■ **BRIEF A**: In the Genpact hackathon notebook, which version of the Caret package was used?
■ **BRIEF B**: Repeat the Genpact hackathon notebook word for word, from "### Meal based" down to "trainCenter <- read.csv('Data/fulfilment_center_info.csv')".
■ **BRIEF C**: Pick up the Genpact hackathon notebook after its last line and continue it.

■ **SOURCE**:

--

# Final Approach
This notebook contains the code submitted as final in the Genpact Machine Learning Hackathon. The software used is:
* R version 3.5.1
    * Caret package 6.0-80
    * Metrics package 0.1.4

Libraries:

In [2]:
library(caret)
library(Metrics)

### Meal based approach
In this approach we fit a model for each meal ID. We work under the assumption that the same type of meal follow the same beahviour.

Data loading:

In [3]:
train <- read.csv('Data/train.csv')
trainCenter <- read.csv('Data/fulfilment_center_info.csv')
trainMeal <- read.csv('Data/meal_info.csv')
test <- read.csv('Data/test_QoiMO9B.csv')
submission <- read.csv('Data/sample_submission_hSlSoT6.csv')

Data engineering (Delete ID and factorize some caterogical features):

In [4]:
train$id <- NULL # Delete id
train$emailer_for_promotion <- factor(train$emailer_for_promotion) # Factorize
train$homepage_featured <- factor(train$homepage_featured) # Factorize

test$emailer_for_promotion <- factor(test$emailer_for_promotion) # Factorize
test$homepage_featured <- factor(test$homepage_featured) # Factorize

trainCenter$city_code <- factor(trainCenter$city_code) # Factorize
trainCenter$region_code <- factor(trainCenter$region_code) # Factorize

Join datasets by center_id and factorize:

In [5]:
trainDEF <- merge(train, trainCenter, by = 'center_id')
trainDEF$center_id <- factor(trainDEF$center_id) # Factorize

testDEF <- merge(test, trainCenter, by = 'center_id')
testDEF$center_id <- factor(testDEF$center_id) # Factorize

Reorder columns:

In [6]:
trainDEF <- trainDEF[, c(1:7, 9:ncol(trainDEF), 8)]
testDEF <- testDEF[, c(2, 1, 3:ncol(testDEF))]

Now we'll split the train set based on the meal ID, then for each meal ID we'll split the subset into train and test (the last 10 weeks):

In [7]:
trainBYmeal <- list()

--

■ **EXTRACTED ENTRIES**:
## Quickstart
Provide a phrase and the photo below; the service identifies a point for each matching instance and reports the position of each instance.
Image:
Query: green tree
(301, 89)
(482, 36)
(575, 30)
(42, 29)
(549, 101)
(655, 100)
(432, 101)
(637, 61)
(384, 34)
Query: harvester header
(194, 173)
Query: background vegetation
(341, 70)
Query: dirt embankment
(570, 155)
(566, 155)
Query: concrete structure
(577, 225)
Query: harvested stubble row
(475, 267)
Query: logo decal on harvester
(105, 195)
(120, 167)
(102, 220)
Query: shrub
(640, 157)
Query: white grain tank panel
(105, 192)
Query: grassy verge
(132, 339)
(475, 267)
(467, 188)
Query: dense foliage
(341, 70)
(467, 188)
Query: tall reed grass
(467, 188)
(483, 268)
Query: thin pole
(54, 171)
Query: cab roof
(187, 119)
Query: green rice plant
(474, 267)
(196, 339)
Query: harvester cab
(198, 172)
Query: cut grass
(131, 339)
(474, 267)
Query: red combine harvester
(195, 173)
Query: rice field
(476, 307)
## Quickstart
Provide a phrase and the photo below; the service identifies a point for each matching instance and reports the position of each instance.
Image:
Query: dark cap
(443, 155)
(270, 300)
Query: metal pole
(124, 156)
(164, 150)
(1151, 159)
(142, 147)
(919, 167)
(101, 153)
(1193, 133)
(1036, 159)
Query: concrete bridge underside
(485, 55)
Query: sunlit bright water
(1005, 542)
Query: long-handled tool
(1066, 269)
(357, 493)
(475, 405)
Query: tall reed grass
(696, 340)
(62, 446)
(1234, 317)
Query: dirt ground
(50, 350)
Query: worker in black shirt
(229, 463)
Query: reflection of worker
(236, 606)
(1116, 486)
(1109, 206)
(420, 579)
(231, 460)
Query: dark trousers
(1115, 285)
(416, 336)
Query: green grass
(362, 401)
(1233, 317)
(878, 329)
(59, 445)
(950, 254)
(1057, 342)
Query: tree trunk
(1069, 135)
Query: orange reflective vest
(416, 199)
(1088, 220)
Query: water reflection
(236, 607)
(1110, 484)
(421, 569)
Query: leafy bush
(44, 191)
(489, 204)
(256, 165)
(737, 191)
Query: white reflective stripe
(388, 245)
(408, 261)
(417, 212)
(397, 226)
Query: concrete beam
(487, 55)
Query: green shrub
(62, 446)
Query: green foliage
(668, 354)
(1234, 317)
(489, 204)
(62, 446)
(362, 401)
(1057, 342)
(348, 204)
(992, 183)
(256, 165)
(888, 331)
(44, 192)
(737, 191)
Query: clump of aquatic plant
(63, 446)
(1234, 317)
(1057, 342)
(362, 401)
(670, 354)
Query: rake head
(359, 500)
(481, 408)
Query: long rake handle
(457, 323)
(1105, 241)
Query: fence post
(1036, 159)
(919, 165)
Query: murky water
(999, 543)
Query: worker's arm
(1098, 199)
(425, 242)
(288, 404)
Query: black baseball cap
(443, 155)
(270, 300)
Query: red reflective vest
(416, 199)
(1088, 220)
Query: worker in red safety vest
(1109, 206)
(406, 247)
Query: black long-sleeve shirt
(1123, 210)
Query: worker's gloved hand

--

■ **RESPONSE A**: Version 6.0-80.

■ **RESPONSE B**:
### Meal based approach
In this approach we fit a model for each meal ID. We work under the assumption that the same type of meal follow the same beahviour.

Data loading:

In [3]:
train <- read.csv('Data/train.csv')
trainCenter <- read.csv('Data/fulfilment_center_info.csv')

■ **RESPONSE C**:
for(meal in unique(trainDEF$meal_id)) {
  
  auxDF <- trainDEF[trainDEF$meal_id == meal, -3] # Delete meal_id column
  
  trainBYmeal[[as.character(meal)]][['train']] <- auxDF[auxDF$week %in% 1:135, ]
  trainBYmeal[[as.character(meal)]][['test']] <- auxDF[auxDF$week %in% 136:145, ]
  
}

The loss function RMSLE is not included in caret so we need to define it manually:

In [8]:
RMSLECaretFunc <- function(data, lev = NULL, model = NULL) {
  
  rmsleCaret <- Metrics::rmsle(data$obs, data$pred)
  c(RMSLEcaret = -rmsleCaret)
  
}

We will calculate and save the standard prediction, augmented by 1.10 and reduced by 0.9:

In [9]:
submission_1 <- submission
submission_1 <- cbind.data.frame(submission_1,
                                 num_ordersReduced = rep(0, nrow(submission_1)),
                                 num_ordersAugmented = rep(0, nrow(submission_1)))

We also need to create a csv saving the RSMLE achieved for each meal ID:

In [10]:
metrics <- data.frame(meal = rep(0, length(trainBYmeal)),
                      RMSLENormal = rep(0, length(trainBYmeal)),
                      RMSLEreduced = rep(0, length(trainBYmeal)),
                      RMSLEAugmented = rep(0, length(trainBYmeal)))

Now we will train the models (ranger implementation of Random Forests), the process is the following:
* Iterate over each meal ID
    * Find optimal hyperparameters by validation and calculate RMSLE on test
    * Once the optimal hyperparameters are known fit the model on all the train data (for that ID)
    * Make the predictions

During the process we update the RMSLE table.

In [None]:
set.seed(15122018)
ctrl <- trainControl(method = 'cv',
                     number = 3,
                     summaryFunction = RMSLECaretFunc)

for(i in 1:length(trainBYmeal)) {
  
  elemMeal <- trainBYmeal[[i]]
  
  # Find optimal paramaters 
  model <- suppressMessages(train(num_orders ~ .,
                                  data = elemMeal[['train']],
                                  method = 'ranger',
                                  trControl = ctrl,
                                  tuneLength = 2,
                                  metric = 'RMSLEcaret'))
  
  optmParam <- model$bestTune
  
  # Predictions over the pseudo test set
  predsPseudo <- predict(model, elemMeal[['test']][, -11])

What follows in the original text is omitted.